- **What to produce**
Pull out, word for word, the passage from the forum thread on Amazon review rules below, starting at "I guess a lot" and ending at "(Feb 10, 2015)".

Between the two of those, it seems clear that once you open an account and spend $50, it "unlocks the gate" and you're good to go. 

"Customers in the same household cannot submit a review for the same product.
This irks me. What if I buy something and I love it, but my husband or wife or child or parent or roommate hates it? Not fair.


----------



## archaeoroutes (Oct 12, 2014)

I guess a lot of people would have bought their Kindle direct through Amazon, and that would be $50 right there.
(Yes, I read on my 'phone so I know it isn't the only way to read Kindle books.)


----------



## Dennis E. Taylor (Feb 10, 2015)

Yeah, this pisses me off something fierce. I just did a release on Tuesday. I was getting good reviews, then all of a sudden, nada. Guess why?

I have to ask, though. Why wouldn't they just limit reviews to verified purchases?


----------



## archaeoroutes (Oct 12, 2014)

Just occurred to me that this was .com specific. Presumably, someone in the UK would now be unable to leave a review on Amazon..com unless they happened to have spent $50 on there (even though they've spent far more than that on .co.uk).
Luckily I've spent enough sending presents to friends in the US that I'll be over the threshold.


----------



## Amanda M. Lee (Jun 3, 2014)

bizmuth said:


> Yeah, this p*ss es me off something fierce. I just did a release on Tuesday. I was getting good reviews, then all of a sudden, nada. Guess why?
> 
> I have to ask, though. Why wouldn't they just limit reviews to verified purchases?


How can you possibly know it's because of this?


----------



## Marseille France or Bust (Sep 25, 2012)

True. I released book 2 in a Historical Fiction series in August and have yet to receive 1 review. (



Decon said:


> The problem with this is that some segments of Amazon users will only use kindle for free and low priced books and take forever if at all to reach the $50. For those who have not yet spent $50, and they fail when trying to post a review, then it will likely put them off forever in wanting to waste time posting a review. The higher you price your books, the more likely you will be read by someone who has reached that target. I can only hope that subscriptions for KU count toward that amount as it doesn't mention them, but it does say that Prime subscriptions don't count. It also doesn't mention the period over which you have to have spent the $50, so they can play with that as they wish. Although thinking about it, kindles cost more than $50 to start with, unless they have downloaded a free app for a different device they bought elsewhere.

- **Data extract**
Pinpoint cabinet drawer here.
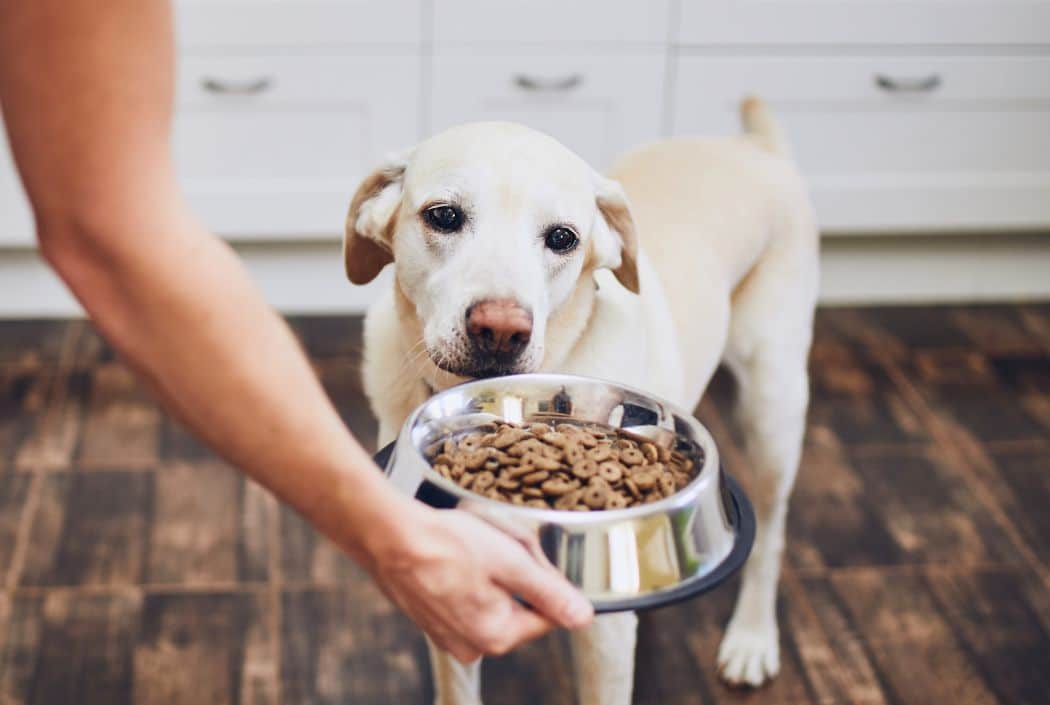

- **Written solution**
I guess a lot of people would have bought their Kindle direct through Amazon, and that would be $50 right there.
(Yes, I read on my 'phone so I know it isn't the only way to read Kindle books.)


----------



## Dennis E. Taylor (Feb 10, 2015)